Suis-je chez des sauvages, des hommes féroces et injustes parvenu?
Ou chez des gens qui respectent les dieux et qui aiment les hôtes qu'ils accueillent?
Ce que j'entends est-ce que ce sont des fraîches voix de filles?" »

Voici comment cet homme, réduit par le malheur à l'état végétal, entre dans les grâces de la belle qui l'a réveillé par son chant :

Mais allons, il faut tâcher de voir les choses de mes yeux!

Ainsi dit le divin Ulysse, et il émergea des broussailles.

Dans la verdure épaisse sa forte main cassa un rameau couvert de feuillage, afin qu'il puisse en voiler sa virilité.

Ulysse appartient encore au monde végétal, dans son ascension vers l'humanité... et l'aménité; il deviendra d'abord animal:

« Puis il sortit, de même qu'un lion des bois, à sa propre force confié,
S'en va à travers la pluie et le vent, et ses yeux sont remplis de feu,
Il se jette sur les moutons et sur les boeufs,
Il court forcer les daims sauvages, et son ventre lui ordonne
D'aller attraper les troupeaux jusque dans la ferme dont les murailles sont bonnes.

> Consignes de travail
**a)** Dans l'extrait sur Ulysse, pourquoi le héros casse-t-il un rameau couvert de feuillage en sortant des broussailles ? Répondez en une à trois phrases.
**b)** Rédigez la suite de l'extrait sur Ulysse en reprenant juste après sa dernière phrase.

> Données fournies

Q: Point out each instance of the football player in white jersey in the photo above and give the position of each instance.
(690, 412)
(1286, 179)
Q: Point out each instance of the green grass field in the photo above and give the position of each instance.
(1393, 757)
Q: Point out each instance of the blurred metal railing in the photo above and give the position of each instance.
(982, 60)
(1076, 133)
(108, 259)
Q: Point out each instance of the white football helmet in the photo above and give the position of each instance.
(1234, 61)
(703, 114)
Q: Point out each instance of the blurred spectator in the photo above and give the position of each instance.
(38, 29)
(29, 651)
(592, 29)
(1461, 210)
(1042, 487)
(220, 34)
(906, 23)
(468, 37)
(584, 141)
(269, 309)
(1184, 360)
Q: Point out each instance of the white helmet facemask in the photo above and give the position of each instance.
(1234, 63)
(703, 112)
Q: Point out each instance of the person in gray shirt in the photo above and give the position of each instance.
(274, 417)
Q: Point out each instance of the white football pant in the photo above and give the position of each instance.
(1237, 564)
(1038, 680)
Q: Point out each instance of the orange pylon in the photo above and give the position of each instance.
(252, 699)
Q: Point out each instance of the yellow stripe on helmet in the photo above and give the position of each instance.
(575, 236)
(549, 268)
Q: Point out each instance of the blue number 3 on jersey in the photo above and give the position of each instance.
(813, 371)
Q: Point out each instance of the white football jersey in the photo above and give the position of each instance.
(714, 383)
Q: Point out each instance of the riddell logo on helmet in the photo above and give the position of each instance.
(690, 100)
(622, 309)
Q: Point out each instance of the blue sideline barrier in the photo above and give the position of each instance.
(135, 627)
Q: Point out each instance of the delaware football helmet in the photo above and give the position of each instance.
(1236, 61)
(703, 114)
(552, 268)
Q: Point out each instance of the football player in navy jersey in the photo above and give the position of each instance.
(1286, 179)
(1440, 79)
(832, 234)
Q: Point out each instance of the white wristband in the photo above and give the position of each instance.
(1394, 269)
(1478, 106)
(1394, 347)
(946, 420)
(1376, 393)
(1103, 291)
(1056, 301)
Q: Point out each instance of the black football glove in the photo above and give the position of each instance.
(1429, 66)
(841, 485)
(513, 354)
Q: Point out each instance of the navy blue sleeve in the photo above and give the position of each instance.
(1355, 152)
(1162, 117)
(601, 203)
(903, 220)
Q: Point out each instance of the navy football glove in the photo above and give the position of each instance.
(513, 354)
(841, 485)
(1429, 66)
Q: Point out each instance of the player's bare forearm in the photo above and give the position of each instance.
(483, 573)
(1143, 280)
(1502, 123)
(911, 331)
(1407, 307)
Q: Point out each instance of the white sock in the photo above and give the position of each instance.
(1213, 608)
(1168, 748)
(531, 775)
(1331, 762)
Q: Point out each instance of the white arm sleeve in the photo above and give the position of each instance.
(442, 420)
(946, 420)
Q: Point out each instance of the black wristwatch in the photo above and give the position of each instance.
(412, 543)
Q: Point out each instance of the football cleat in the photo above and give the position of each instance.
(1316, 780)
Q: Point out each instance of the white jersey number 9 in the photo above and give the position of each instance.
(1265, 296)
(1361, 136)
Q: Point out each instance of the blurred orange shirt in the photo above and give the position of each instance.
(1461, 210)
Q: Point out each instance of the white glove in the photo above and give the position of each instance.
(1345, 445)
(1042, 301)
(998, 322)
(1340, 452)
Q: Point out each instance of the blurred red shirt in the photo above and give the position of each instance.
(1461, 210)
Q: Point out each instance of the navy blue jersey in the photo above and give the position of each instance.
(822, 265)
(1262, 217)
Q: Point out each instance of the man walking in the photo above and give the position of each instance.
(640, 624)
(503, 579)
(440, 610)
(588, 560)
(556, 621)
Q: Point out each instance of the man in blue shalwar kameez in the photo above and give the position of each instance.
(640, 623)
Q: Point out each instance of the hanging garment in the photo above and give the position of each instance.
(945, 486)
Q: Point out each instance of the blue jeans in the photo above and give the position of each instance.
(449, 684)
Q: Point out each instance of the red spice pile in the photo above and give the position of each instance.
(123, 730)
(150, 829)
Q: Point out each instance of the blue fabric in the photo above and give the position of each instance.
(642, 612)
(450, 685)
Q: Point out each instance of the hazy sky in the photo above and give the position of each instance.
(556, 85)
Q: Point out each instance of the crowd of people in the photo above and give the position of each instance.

> Corrigé
**a)** Ulysse casse un rameau couvert de feuillage afin de pouvoir en voiler sa virilité.

**b)**
De même s'avançait Ulysse au milieu des filles bien bouclées.
Et cependant il était nu, mais c'était la nécessité qui le poussait ».

Nausicaa devine l'homme dans cette brute, peut-être le fait-elle naître par son regard? Ses servantes sont effrayées, elle est attendrie :

« Alors leur apparut cette forme souillée et abîmée par la mer,
Et du coup elles se mirent à courir éperdues jusqu'au bord de la mer.
Seule ne bougea pas la fille d'Alkinoos, car Athéna
Lui mettait dans le cœur cette audace, et ses membres de peur ne tremblaient pas.
Elle était debout, elle faisait face, et Ulysse réfléchissait ».

Ulysse réfléchissait! C'est ainsi qu'un homme emporté devint un être suppliant :

« Irait-il toucher en l'implorant les genoux de cette fille au visage plein d'attraits?
Ou bien sans plus avancer, ne devait-il la supplier que par des mots bien plaisants,
Pour qu'elle indiquât le chemin de la ville et lui fît donner des vêtements?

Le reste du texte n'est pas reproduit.